### [练习目标]
请从含有“One point goes on every instance of the wispy”的那一行开始，一直到条目末尾结束（首尾两行都包括），把这些行连同其中的要求完整重写一遍。只缩放答案中的坐标：每个数乘以 0.35 后四舍五入为整数（恰为 .5 时进位），要求及其格式示例里的数字保持不变。

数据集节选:
/---
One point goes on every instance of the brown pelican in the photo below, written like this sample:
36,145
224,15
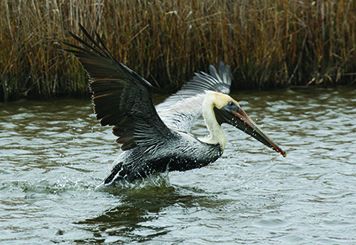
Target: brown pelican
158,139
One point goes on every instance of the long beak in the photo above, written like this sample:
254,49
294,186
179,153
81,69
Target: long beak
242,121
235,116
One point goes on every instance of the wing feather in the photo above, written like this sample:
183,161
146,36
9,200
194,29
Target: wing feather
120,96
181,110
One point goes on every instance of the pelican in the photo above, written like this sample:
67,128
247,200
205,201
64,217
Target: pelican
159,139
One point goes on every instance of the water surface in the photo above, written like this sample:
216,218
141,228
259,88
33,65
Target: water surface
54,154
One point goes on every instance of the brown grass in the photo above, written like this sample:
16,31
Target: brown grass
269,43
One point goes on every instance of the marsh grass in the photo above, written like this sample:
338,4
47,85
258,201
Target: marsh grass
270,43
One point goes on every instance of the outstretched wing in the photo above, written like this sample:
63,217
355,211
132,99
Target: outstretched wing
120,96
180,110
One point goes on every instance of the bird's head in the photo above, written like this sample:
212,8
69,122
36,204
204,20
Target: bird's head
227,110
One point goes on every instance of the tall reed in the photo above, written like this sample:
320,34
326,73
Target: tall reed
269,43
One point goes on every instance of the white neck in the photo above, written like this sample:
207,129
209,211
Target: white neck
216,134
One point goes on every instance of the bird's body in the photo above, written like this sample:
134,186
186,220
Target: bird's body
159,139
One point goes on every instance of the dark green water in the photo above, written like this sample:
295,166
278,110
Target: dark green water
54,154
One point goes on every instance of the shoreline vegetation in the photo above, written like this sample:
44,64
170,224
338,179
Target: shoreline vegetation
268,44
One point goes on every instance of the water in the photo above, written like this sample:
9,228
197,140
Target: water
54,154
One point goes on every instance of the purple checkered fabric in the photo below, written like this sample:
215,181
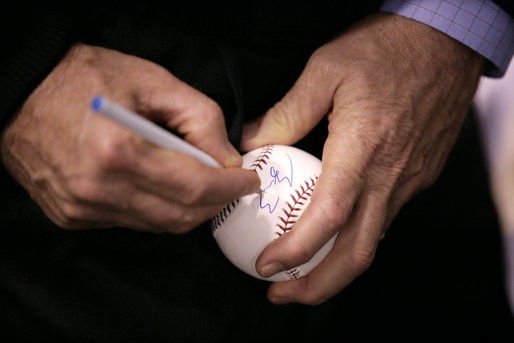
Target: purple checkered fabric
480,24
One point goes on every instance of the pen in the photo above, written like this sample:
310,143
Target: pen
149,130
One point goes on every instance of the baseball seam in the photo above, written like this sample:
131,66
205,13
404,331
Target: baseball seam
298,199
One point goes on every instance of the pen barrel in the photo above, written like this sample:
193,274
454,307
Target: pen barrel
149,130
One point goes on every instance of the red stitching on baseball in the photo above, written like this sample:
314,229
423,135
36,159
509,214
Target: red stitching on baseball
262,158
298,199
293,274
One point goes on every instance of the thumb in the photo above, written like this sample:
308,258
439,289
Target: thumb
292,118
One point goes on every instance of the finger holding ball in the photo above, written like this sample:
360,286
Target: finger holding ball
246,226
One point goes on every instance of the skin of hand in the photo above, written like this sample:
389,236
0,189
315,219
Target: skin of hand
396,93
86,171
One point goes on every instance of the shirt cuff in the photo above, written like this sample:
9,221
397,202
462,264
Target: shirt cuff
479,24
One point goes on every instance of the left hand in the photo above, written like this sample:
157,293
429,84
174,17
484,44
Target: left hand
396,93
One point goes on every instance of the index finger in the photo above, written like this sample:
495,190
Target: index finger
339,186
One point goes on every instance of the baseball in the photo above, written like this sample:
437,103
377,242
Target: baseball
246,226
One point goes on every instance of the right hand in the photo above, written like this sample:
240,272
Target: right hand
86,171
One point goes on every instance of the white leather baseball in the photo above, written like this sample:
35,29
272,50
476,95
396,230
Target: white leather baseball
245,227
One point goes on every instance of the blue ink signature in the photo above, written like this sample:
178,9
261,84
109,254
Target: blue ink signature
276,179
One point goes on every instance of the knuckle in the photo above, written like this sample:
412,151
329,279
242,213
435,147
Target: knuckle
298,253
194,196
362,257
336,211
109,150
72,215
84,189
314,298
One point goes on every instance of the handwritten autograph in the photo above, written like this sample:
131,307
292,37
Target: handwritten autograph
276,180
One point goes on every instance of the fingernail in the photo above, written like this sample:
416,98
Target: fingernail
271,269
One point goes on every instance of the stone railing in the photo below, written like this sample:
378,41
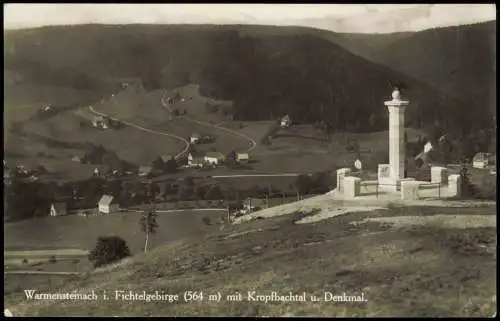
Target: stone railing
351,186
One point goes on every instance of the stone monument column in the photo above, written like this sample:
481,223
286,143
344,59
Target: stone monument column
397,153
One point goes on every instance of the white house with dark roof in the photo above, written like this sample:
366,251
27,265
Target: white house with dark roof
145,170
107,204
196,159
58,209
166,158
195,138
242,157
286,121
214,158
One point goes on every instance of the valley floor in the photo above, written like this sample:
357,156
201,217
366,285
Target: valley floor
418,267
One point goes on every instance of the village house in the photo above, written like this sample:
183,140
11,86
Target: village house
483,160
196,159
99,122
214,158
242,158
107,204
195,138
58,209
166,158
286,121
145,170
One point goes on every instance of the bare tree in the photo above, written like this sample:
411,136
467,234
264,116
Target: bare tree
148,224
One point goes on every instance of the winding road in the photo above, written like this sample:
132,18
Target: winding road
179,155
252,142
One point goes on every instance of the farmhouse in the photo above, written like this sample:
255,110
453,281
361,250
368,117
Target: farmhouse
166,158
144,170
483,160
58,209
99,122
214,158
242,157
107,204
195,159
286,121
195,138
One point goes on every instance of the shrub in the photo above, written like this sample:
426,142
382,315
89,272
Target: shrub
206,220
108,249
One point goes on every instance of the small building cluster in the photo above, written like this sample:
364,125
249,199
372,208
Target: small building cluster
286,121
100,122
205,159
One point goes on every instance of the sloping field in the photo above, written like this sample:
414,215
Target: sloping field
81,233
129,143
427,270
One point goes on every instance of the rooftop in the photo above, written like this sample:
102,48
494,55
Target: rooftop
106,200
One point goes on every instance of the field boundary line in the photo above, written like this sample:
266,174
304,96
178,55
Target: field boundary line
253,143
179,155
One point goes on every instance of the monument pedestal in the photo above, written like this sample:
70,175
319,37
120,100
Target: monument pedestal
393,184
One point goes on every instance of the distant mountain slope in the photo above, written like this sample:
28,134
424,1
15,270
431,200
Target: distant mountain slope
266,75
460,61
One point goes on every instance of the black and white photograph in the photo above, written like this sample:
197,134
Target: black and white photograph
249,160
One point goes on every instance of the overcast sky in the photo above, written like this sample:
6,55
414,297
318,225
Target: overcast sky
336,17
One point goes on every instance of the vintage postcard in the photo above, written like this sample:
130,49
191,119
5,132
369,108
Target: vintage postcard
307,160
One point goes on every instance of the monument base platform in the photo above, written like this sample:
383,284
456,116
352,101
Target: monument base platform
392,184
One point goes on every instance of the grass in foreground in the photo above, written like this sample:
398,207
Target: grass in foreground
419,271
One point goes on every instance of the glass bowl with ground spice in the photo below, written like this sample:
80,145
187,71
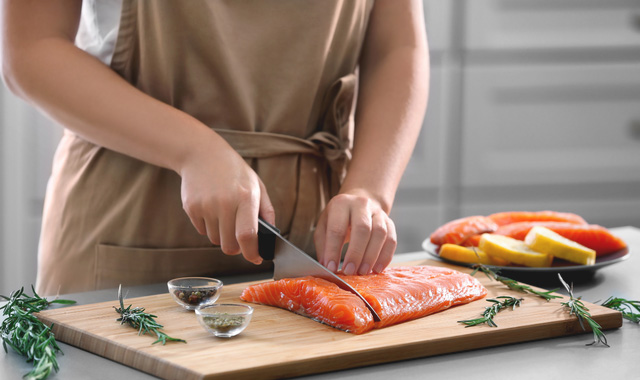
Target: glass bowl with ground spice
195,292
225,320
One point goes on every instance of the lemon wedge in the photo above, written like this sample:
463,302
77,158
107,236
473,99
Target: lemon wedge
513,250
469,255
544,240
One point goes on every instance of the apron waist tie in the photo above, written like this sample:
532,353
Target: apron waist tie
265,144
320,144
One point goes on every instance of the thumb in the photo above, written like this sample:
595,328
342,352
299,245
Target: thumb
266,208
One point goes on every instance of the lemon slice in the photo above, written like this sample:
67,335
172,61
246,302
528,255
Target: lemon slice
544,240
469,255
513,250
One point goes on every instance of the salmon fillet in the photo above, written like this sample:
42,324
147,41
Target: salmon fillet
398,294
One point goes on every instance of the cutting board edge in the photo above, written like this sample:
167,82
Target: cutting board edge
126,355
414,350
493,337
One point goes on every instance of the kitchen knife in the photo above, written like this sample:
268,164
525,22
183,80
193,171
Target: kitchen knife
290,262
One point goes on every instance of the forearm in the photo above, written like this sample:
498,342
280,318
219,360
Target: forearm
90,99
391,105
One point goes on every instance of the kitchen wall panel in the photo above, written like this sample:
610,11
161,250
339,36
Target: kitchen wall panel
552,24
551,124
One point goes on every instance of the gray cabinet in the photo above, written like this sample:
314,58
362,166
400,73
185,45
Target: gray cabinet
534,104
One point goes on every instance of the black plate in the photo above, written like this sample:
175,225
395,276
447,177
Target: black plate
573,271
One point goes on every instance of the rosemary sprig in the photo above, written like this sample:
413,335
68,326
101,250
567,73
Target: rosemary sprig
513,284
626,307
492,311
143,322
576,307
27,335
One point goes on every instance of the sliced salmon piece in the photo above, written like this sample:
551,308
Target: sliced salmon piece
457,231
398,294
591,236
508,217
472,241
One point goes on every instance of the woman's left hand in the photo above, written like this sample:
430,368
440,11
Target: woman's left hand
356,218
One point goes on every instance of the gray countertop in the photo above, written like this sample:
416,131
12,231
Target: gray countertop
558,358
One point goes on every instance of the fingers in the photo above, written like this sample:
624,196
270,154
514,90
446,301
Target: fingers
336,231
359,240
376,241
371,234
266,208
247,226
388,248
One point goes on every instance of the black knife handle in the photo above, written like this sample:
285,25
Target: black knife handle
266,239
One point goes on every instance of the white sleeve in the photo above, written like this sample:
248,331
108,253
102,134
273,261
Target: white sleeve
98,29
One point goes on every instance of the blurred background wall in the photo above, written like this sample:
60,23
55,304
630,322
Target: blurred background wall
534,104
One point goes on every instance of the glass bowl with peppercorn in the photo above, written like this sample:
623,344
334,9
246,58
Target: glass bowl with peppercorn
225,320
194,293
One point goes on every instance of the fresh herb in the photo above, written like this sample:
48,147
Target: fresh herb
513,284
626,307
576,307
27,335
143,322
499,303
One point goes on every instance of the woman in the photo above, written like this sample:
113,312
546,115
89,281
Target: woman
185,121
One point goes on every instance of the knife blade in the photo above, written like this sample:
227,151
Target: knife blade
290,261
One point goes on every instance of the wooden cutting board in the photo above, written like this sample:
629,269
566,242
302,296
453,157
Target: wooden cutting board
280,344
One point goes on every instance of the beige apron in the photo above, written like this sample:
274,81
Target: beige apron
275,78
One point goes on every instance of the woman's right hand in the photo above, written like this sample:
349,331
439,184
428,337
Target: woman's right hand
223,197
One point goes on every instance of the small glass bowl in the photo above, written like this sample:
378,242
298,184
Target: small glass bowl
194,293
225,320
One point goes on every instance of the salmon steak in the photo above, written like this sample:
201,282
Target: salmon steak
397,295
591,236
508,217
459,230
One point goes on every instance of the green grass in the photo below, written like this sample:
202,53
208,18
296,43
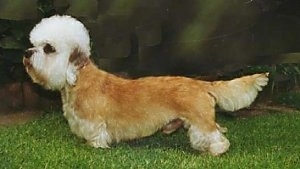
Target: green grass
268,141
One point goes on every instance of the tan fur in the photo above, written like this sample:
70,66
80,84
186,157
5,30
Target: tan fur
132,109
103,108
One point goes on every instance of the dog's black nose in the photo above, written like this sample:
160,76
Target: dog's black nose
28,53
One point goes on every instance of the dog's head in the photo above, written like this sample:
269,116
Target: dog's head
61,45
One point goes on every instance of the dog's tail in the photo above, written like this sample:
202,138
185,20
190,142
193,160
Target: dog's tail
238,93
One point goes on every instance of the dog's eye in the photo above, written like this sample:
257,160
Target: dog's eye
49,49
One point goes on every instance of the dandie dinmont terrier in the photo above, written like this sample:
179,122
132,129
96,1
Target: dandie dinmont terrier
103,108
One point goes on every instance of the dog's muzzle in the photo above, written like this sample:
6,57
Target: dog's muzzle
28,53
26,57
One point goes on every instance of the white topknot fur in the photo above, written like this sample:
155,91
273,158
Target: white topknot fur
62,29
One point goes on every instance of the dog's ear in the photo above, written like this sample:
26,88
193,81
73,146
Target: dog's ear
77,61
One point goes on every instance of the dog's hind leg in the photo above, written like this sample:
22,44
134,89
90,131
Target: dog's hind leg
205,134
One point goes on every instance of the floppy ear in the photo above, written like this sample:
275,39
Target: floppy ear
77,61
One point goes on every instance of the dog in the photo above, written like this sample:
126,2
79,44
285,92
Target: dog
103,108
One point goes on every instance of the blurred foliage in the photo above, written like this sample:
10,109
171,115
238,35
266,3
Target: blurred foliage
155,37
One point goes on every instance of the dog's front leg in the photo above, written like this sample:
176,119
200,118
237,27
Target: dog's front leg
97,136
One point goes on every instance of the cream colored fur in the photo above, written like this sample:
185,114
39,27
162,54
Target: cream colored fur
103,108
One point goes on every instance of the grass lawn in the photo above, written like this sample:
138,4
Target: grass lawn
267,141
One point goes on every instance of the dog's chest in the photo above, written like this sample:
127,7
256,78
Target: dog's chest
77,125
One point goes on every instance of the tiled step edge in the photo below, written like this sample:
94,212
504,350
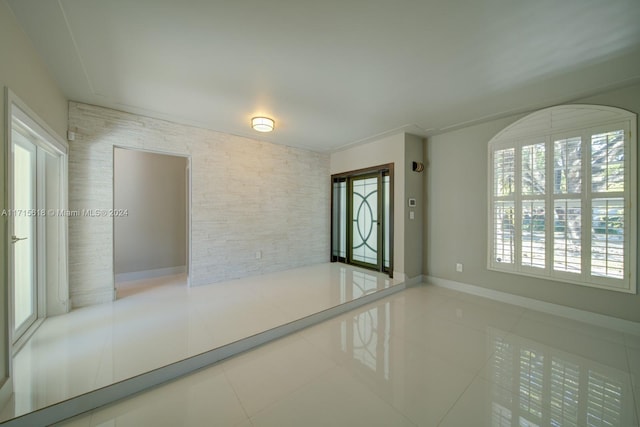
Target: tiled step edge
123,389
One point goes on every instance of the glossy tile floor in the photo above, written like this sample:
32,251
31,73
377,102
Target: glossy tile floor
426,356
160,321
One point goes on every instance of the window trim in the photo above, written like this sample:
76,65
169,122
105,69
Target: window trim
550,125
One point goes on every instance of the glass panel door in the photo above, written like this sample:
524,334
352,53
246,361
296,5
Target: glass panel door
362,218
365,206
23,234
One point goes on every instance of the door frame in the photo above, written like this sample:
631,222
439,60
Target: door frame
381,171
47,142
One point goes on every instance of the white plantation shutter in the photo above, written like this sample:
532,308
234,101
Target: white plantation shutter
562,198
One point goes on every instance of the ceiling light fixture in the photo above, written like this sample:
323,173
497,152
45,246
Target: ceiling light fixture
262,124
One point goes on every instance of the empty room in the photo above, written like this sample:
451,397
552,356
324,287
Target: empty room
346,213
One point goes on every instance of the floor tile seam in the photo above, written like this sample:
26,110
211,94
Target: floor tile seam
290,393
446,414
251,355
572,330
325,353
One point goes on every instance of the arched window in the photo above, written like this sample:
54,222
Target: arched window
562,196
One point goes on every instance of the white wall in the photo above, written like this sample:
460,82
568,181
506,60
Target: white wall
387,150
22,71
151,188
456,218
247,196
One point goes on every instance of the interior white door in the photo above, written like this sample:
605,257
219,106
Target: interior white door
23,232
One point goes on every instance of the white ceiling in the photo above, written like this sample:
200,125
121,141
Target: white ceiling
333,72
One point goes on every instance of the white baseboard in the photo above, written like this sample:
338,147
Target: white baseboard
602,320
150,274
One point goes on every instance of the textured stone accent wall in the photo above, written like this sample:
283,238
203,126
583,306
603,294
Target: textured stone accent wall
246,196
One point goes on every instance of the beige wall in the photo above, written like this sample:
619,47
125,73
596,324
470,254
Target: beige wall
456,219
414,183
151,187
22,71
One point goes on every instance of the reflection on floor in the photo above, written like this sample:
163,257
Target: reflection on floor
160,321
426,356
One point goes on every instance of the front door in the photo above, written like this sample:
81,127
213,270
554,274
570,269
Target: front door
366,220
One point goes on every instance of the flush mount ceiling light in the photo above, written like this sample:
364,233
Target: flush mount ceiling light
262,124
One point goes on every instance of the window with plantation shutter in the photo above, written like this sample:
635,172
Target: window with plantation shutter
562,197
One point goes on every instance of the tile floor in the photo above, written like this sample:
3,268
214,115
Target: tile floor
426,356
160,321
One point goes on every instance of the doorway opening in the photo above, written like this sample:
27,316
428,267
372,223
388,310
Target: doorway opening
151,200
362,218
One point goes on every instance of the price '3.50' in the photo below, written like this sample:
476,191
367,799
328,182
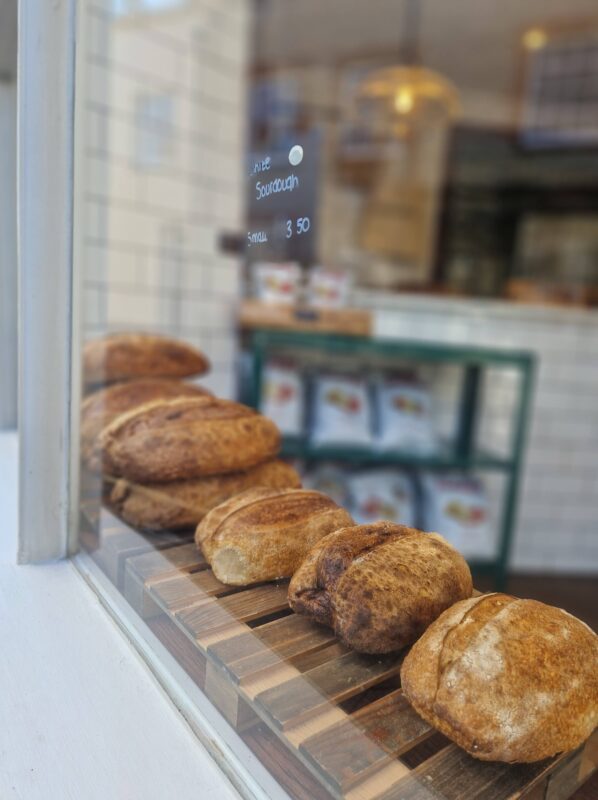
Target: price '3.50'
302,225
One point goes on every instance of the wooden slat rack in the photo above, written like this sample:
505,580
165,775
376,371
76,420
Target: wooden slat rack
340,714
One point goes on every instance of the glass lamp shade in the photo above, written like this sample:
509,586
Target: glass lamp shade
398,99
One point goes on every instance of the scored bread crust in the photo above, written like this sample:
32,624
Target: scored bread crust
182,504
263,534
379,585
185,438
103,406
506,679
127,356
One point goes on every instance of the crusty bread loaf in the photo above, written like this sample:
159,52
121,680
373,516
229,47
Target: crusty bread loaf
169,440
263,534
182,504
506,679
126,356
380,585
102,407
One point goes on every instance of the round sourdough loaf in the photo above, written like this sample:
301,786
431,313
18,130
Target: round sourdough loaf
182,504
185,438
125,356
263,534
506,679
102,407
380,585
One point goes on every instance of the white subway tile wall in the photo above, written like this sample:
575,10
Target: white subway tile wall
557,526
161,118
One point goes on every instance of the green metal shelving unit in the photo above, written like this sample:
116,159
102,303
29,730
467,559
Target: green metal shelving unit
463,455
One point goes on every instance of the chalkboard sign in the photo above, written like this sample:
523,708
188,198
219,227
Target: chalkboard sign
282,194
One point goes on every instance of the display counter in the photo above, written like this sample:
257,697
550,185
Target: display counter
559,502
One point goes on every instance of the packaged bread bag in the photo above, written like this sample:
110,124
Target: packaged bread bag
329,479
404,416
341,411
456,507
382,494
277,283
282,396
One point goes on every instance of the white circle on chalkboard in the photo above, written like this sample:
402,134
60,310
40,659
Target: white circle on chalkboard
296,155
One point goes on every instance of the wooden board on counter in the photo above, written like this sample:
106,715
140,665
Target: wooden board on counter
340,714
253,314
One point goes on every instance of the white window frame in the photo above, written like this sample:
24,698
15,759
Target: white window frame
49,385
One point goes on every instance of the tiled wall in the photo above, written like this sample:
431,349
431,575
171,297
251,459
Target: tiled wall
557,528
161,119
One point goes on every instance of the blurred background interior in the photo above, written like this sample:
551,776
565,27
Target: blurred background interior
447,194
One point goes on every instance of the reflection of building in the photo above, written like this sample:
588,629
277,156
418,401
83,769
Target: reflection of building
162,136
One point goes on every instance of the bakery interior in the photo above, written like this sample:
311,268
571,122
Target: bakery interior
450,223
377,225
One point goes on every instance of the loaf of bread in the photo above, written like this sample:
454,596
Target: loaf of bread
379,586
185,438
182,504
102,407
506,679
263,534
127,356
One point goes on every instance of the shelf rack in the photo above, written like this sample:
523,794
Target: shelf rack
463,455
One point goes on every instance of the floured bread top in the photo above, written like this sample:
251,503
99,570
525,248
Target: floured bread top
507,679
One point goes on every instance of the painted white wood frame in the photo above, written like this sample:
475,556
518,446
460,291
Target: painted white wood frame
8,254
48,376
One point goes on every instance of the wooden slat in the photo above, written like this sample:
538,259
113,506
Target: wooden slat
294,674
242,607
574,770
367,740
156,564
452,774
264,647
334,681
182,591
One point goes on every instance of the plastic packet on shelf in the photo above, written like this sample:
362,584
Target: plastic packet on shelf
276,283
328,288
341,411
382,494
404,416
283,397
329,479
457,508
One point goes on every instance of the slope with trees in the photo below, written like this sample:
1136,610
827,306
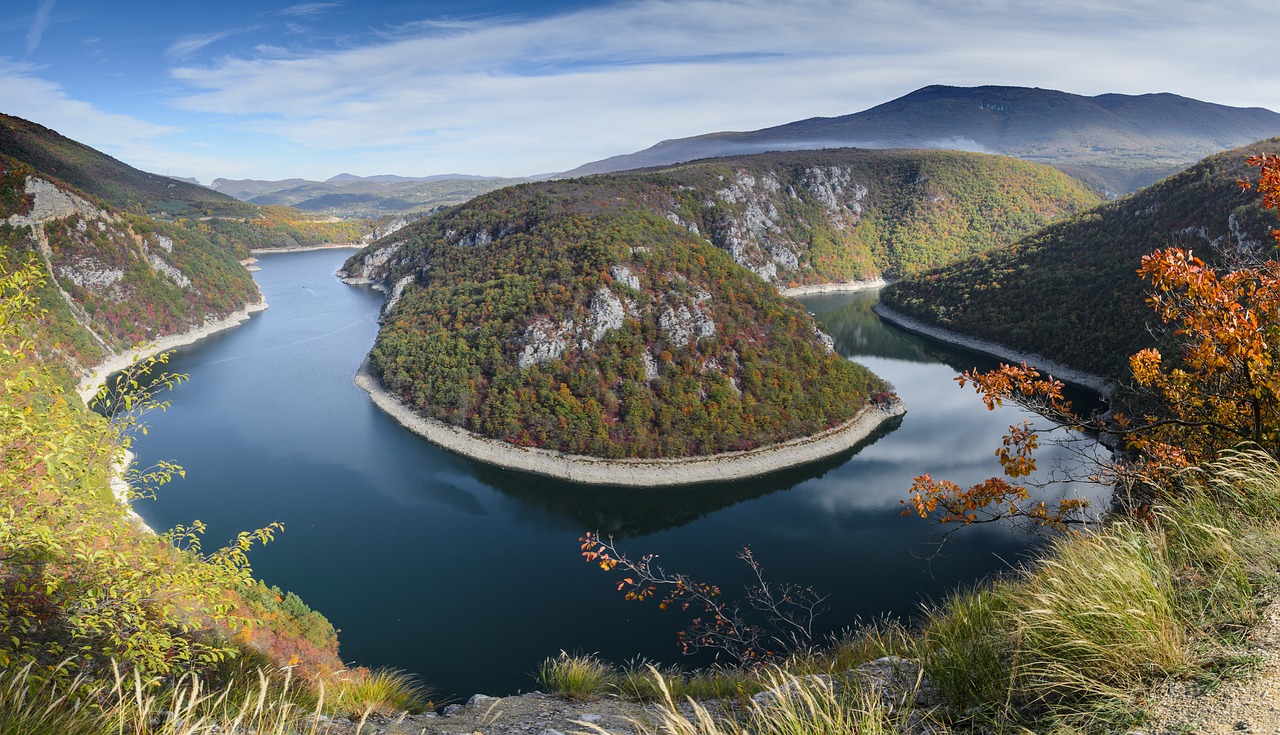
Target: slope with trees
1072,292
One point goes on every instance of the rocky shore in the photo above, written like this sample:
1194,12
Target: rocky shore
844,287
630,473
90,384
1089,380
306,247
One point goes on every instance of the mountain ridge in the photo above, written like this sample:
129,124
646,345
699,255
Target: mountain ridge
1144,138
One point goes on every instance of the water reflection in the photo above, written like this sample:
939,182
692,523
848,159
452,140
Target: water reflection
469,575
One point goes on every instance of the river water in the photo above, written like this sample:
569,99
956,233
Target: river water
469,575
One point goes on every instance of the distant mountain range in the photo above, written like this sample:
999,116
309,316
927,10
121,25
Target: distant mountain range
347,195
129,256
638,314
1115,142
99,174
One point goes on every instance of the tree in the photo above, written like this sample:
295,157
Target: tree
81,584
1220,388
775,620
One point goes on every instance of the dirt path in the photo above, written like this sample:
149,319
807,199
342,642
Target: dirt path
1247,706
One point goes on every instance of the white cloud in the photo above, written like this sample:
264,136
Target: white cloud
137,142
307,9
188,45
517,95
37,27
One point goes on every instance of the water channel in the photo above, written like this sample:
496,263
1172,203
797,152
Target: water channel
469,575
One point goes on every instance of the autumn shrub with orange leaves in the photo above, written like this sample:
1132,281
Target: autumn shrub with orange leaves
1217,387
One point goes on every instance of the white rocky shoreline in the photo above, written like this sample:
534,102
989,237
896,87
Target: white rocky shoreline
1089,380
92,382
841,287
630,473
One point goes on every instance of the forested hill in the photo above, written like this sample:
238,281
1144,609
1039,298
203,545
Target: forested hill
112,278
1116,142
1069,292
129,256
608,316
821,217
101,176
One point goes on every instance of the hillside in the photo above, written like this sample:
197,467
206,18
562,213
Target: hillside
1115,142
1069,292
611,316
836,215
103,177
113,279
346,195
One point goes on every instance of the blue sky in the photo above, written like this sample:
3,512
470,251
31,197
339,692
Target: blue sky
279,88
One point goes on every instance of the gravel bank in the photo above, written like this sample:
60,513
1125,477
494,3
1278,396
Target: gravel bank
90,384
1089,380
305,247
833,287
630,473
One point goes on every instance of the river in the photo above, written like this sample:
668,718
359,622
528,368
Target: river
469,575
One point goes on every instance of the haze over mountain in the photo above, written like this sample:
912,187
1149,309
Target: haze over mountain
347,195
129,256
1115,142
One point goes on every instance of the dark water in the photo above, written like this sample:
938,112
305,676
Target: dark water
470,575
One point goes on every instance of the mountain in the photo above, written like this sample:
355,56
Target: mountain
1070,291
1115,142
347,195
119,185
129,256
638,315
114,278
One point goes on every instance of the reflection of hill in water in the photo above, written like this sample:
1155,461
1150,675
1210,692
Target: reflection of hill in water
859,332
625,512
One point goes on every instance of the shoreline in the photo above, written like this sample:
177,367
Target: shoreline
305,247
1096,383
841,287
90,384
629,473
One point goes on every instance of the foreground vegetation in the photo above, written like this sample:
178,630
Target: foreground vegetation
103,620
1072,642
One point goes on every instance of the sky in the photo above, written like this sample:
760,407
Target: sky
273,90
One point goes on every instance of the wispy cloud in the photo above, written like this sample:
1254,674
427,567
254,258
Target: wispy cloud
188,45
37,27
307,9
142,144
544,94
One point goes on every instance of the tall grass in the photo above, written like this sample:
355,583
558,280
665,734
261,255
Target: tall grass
\---
### [练习答案]
One point goes on every instance of the wispy cloud in the photo above, written like this sample:
1254,674
427,567
254,258
Target: wispy cloud
66,16
13,9
107,3
50,50
190,33
One point goes on every instance of the tall grass in the photo above, written like this sample:
355,583
558,280
665,734
261,255
Target: tall grass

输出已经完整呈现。